-- Required tasks --
**1)** In the memoir passage about Cipe Pineles, in what year was she inducted into the Art Directors Club Hall of Fame?
**2)** Quote the memoir passage about Cipe Pineles between "I learned who" and "Alliance Graphic International.", inclusive.
**3)** Extend the memoir passage about Cipe Pineles, picking up right after its final sentence.

-- Passage for review --

I learned who Cipe Pineles was when I was in my twenties and first married to Seymour Chwast. She had been an art director of Charm and Mademoiselle at Condé Nast, as well as Seventeen. Seymour had won a competition and had his first published illustration in Seventeen while she was art director there. I had learned from Seymour that Cipe was a powerful woman, art director, and designer, and that she had been married to both the designers Will Burtin and Bill Golden. Cipe was the first female member of the Art Directors Club (it was really a “club” in those days) and she was inducted into their Hall of Fame in 1975. She was also one of the very few woman members of Alliance Graphic International.
In 1964, I started a design firm with a friend named Terry Koppel called Koppel and Scher. I had become active in AIGA and had begun writing ad hoc articles in the AIGA Journal. I had written a very snarky article about the state of recent magazine design at Condé Nast entitled “The Mystery of Conde Nasty,” in which I ranted about their stupid scrapbook style that used ripped paper and photos that were overlaid with nonsensical writing and giant pull-quotes. The piece appeared in the second or third issue of the tabloid-size AIGA Journal of Graphic Design. About a week after it appeared, I got a call at Koppel and Scher from Cipe Pineles. She loved the Condé Nasty piece, said she laughed out loud, and invited me over to her apartment for dinner.
I was surprised by the invitation and took her up on it, but I really didn’t know what to expect. When I arrived at her apartment, I found it would be just the two of us. We made some light chit chat about her apartment, Condé Nasty, my design business, the AIGA, and Parsons School of Design, where she was a department chair. Then she brought me into her kitchen, sat me down at a table and made us each a hamburger on a bun. After she finished eating, she abruptly got up, went into another room and came back with some poster or mailer in her hand. “And what do you think of this?” she asked defiantly.

Stored data entries:
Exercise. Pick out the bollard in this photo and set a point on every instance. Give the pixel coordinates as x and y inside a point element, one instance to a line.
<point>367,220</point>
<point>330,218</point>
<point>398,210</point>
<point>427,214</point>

-- Answers to the problems --
**1)** 1975

**2)**
I learned who Cipe Pineles was when I was in my twenties and first married to Seymour Chwast. She had been an art director of Charm and Mademoiselle at Condé Nast, as well as Seventeen. Seymour had won a competition and had his first published illustration in Seventeen while she was art director there. I had learned from Seymour that Cipe was a powerful woman, art director, and designer, and that she had been married to both the designers Will Burtin and Bill Golden. Cipe was the first female member of the Art Directors Club (it was really a “club” in those days) and she was inducted into their Hall of Fame in 1975. She was also one of the very few woman members of Alliance Graphic International.

**3)**
It was a mailer that I had already seen for a lecture series to be held at the Art Directors Club. The poster had a black and white photo of ten or more white men, all on individual chairs, seated in a group. The headline over the picture said, “An Evening with One of the Best.” Some of the men in the picture were George Lois, Henry Wolf, Lou Dorfsman, Gene Federico, and then there were advertising guys whose names I don’t remember. But the bunch of men in the group were designers and art directors that I used to call “the machers,” which is Yiddish for “big shot.”
“Would you look at them!” Cipe said. “Not even one token woman. Not even a lousy woman designer that they all like socially!” I began laughing because it was absurd and seemingly pointless. Not all of the men were even anywhere near “the best.” They were just a social group.
We began planning our own evening lecture series called “An Evening with Ones with Big Breasts,” or some such thing, and the conversation devolved into hilarity, but the point was made and for that moment, we bonded. Later that evening, I realized that she was very hurt by the pathetic exclusion in that silly ADC program, and I would feel that same hurt for the same silly exclusions many, many times after.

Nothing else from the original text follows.